> **PROVIDED PASSAGE**
We were kindly sent the following article written by Reverend Peter Cornish, Rector and Methodist Minister and published in a local church magazine:
Two or three times a year I block out a day in the diary for a Quiet Day, usually at The Living Well which is the Canterbury Diocesan Centre for Healing and Wholeness, not far away at Nonington. Typically, 10 to 12 people attend a Quiet Day and it will consist of a couple of periods of prayer and worship, a couple of informal talks, some space during which you can do your own thing, and the whole day enveloped in gentle hospitality.
A recent one gave an unexpected opportunity to do something different: to make a jar of promises. Jars of promises can come in a range of different styles but these were promises that God gives us in the Bible, or in some cases things that God wants to say to us taken from the words of a hymn. The leader provided us with glass jars, ribbon and a pack of coloured paper guillotined to the right size and our task was to write suitably encouraging words from the Bible or from a hymn and then fold them into a pentagon and pop them into the jar. Not the sort of thing I had ever done before (and those who know me know that I am not generally good with my hands), but over that hour or so I was reminded of a number of encouraging words and managed to achieve some surprisingly good results. So, I was enabled to take away not just the physical jar of promises but also a reminder of grace-filled promises and words that our Father God has given us.

> **WORK ORDER A**
In the Quiet Day article, how many people typically attend a Quiet Day?
> **WORK ORDER B**
Write the next part of the Quiet Day article, picking up after its final sentence.

> **AVAILABLE DATA**
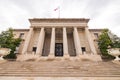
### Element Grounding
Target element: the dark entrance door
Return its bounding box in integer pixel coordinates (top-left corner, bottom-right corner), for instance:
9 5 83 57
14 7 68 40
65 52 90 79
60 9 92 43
55 43 63 56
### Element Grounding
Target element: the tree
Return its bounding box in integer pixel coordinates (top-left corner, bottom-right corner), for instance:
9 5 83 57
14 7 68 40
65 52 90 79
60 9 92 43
98 29 112 56
0 28 21 59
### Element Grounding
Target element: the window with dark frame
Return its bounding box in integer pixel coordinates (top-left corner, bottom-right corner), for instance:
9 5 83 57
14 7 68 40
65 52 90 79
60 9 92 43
19 33 24 38
94 33 99 38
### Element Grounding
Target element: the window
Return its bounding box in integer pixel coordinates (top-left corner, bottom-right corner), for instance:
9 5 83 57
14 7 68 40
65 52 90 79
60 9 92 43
19 33 24 38
32 47 37 52
81 47 86 54
94 33 99 38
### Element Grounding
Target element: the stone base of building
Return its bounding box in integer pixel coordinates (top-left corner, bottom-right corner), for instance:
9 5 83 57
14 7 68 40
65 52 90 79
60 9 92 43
17 54 102 61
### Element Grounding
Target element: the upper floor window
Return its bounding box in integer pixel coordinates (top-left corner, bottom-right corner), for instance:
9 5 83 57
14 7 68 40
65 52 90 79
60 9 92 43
94 33 99 38
19 33 24 38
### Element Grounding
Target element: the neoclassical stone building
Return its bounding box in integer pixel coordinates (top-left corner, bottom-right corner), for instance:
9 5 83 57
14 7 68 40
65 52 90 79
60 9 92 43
14 18 101 57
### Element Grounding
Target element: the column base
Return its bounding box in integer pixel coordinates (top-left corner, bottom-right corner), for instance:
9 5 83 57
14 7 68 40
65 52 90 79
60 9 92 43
63 54 70 59
48 54 55 59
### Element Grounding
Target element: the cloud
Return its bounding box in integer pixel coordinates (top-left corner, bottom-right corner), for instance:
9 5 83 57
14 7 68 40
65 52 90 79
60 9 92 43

> **ANSWER BOX A**
10 to 12 people.

> **ANSWER BOX B**
A few days later, on a day off, came a wonderful opportunity. A friend who parks his private plane at Maypole was needing to fly to Thurrock to pick up fuel and a passenger – did I want to come along for the ride? The weather was clear and bright, the views over Sturry & district and Canterbury were amazing, and then flying on past Rochester and over the Thames estuary to Thurrock, with the Dartford Crossing and the Shard over to the left. Recognising familiar landmarks from a different perspective was fascinating; and having the opportunity also of taking control for a very few minutes – shortened by turbulence and an increase in other air traffic around Medway. Great fun, a wonderful experience and a brilliant afternoon.
From time to time we get these amazing moments of grace which break in upon our regular routines and upon the issues which we are constantly facing: moments when God (as it were) breaks in. In musical terms a ‘grace note’ is something that is brief, that is (strictly speaking) unnecessary but which embellishes the whole. These moments of grace can make a real difference to our lives, bringing a sense of joy into the day, and they are things for which we want to thank God. And if we have appreciated such recently, or even in past years, the obvious question is how we can be alert to the possibility of creating a moment of grace for someone in our families, within the community or even for someone whom we haven’t yet met – a moment which demonstrates that they are loved, that they are valued and that, behind the scenes, God has time for them.